**Objective A**:
In the Homeland season 2 finale recap, how many people were killed by the explosion at the Vice President's funeral?
**Objective B**:
Carry on the Homeland season 2 finale recap, beginning after its last sentence.

**Text to read**:
■ ■ ■

Tonight’s Homeland season 2 finale started off quite mild. A whole hour almost passed without any surprises. And then boom, with 20 minutes to go it all went off – literally!
Here’s a quick recap:
– An explosion at the Vice President’s funeral killed 200 people (many CIA agents);
– Because the bomb came from Brody’s car, everyone, but Carrie and his daughter, believe it was him. It doesn’t help that he left a confession tape behind for all to see.
– Carrie helped Brody change his identity and run
– Carrie is staying behind to clear Brody’s name
– CIA head, David, is dead, so Saul is left to lead the investigation
So what’s going to happen in Season 3? Well, just after the finale aired in the US, the producers spoke to EW.com. In true Homeland style they don’t say much, but a few hints are dropped:
“Below, showrunner Alex Gansa and executive producer Howard Gordon took questions from reporters on a conference call. Producers were cagey and non-committal on several key topics. But here’s what we think we learned.

■ ■ ■

**Data shown**:
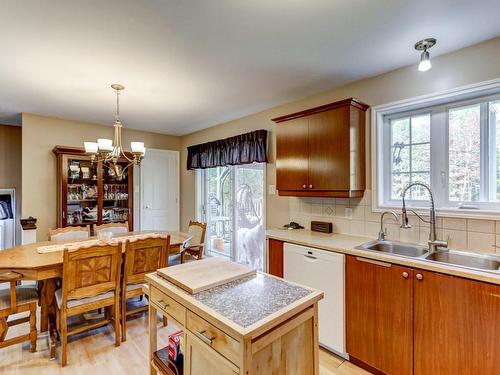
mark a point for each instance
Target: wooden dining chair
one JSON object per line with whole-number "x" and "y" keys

■ ■ ■

**Task result A**:
The explosion killed 200 people, many of them CIA agents.

**Task result B**:
– Damien Lewis was supposed to die — again! “There was a plan very early on to kill Brody in episode 7 or 8 this year,” Gansa says. “We felt there was enough story between these two characters to tell through [the end of the season] and that there probably is another chapter in that story, but frankly we don’t know what it is yet … The show really elevates when Carrie and Brody are together on screen, so I think that definitely mitigated the possibility of keeping him alive and giving him a role down the line.” Lewis winning an Emmy for his performance, Gordon says, wasn’t a factor in keeping him around though. “You can’t let all the awards and the acclaim dictate where the story would go,” he says. “You can’t let the tail wag the dog.”
– Carrie is not off the hook: “I don’t think Saul is going to be ignorant [of Carrie helping Brody in the finale] and I think Carrie has some explaining to do,” Gansa says.
– Carrie’s attention will shift to a new case: “Inevitably that’s going to happen,” Gansa says. “If you look at these two seasons, the Carrie and Brody story, we’ve told a significant part of that story …. There is a point where we’ll fall back on the franchise — Carrie and Saul trying to keep the world safe.”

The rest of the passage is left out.